- Zu erledigende Aufgaben:
1 > Ziehen Sie aus den untenstehenden Zeilen jede Zeile heraus, welche die Zeichenfolge "outline" enthält. Beachten Sie dabei die Groß- und Kleinschreibung.
2 > Setzen Sie den Forenthread über unterschiedliche Schriftgrößen im Anschluss an dessen letzten Satz fort.

- Dokumentauszug:
# Unterschiedliche Schriftgröße



## gd0123456 (11. August 2015)

Hey, ich hab ein Problem.

Ich hab ein Div in dem Div, sind 3 spans. Das Div selbst erhält font-size: 20pt; Auf meinem Rechner scheint die Schrift so wie sie soll, auf einem anderen Rechner mit höheren Bildschirmauflösung wird sie super klein woran kann das bitte liegen.

Hab die selben Browser mit gleicher Versionssnummer. Wirklich der einzige Unterschied ist die Bildschirmauflösung.


----------



## SpiceLab (11. August 2015)

gd0123456 hat gesagt.:


> Das Div selbst erhält font-size: 20pt


Die Einheit_* pt*_ führt bei unterschiedlichen Bildschirmauflösungen immer zu Diskrepanzen, und ist für Druck-Stylesheets ausgelegt.

Die Sache mit den Schriftgrößen und Umgang mit CSS-Einheiten, kurz erklärt


----------



## gd0123456 (11. August 2015)

mir ist nicht klar warum bei einem gaanz klein ist, beim anderen groß, hab schon alle einheiten ausprobiert


----------



## SpiceLab (11. August 2015)

gd0123456 hat gesagt.:


> mir ist nicht klar warum bei einem gaanz klein ist, beim anderen groß


Punktdichte ist das Stichwort.

- Beschriftete Kontureinträge:

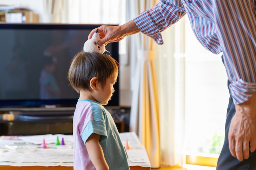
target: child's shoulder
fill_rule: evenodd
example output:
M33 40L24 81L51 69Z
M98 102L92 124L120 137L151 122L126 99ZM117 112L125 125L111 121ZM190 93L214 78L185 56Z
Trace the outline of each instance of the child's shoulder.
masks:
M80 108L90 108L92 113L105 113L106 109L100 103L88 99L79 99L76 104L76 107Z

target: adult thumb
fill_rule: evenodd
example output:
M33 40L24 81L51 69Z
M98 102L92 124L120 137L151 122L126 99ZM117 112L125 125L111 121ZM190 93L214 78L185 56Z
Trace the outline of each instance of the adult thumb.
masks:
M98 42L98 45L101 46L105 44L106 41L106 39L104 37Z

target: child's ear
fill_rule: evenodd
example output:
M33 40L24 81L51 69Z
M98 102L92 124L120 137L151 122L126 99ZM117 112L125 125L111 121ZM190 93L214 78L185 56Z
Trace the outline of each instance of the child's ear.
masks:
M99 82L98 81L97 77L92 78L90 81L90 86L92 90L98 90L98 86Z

---

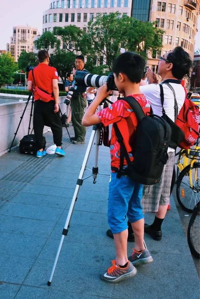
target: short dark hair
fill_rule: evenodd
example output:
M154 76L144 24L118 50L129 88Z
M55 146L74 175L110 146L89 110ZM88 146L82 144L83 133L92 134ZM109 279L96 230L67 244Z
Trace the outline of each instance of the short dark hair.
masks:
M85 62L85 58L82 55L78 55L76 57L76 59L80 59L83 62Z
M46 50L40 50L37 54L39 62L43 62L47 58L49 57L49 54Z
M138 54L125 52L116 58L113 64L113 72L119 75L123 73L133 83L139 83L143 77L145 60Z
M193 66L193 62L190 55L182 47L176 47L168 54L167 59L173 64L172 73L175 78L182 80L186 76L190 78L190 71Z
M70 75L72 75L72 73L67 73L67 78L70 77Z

- Schriftliche Antworten:
1 >
Trace the outline of each instance of the child's shoulder.
Trace the outline of each instance of the adult thumb.
Trace the outline of each instance of the child's ear.
Trace the outline of each instance of the short dark hair.

2 >
Und die unterscheidet sich bei den beiden Monitoren.


----------



## gd0123456 (11. August 2015)

Wie gesagt hab schon alles ausprobiert. Dort mit hören BildschirmAuflösung ist es zu klein. Und bei meinem laptop passt es.


----------



## gd0123456 (11. August 2015)

Also em rem px pt etc. Es macht keinen unt er schied. Das was am Bild zu sehen ist wurde mit em gemacht.


----------



## rince1984 (25. August 2015)

Eventuell helfen dir CSS Media Queries weiter. Folgend ein Link mit einer Erklärung.

http://www.mediaevent.de/css/media-query.html

Mit Media Queries kannst du auf den Viewport des Clientgeräts eingehen. Dabei gehst du auf verschiedene Größen ein und machst dann entsprechend deine Einstellungen im CSS.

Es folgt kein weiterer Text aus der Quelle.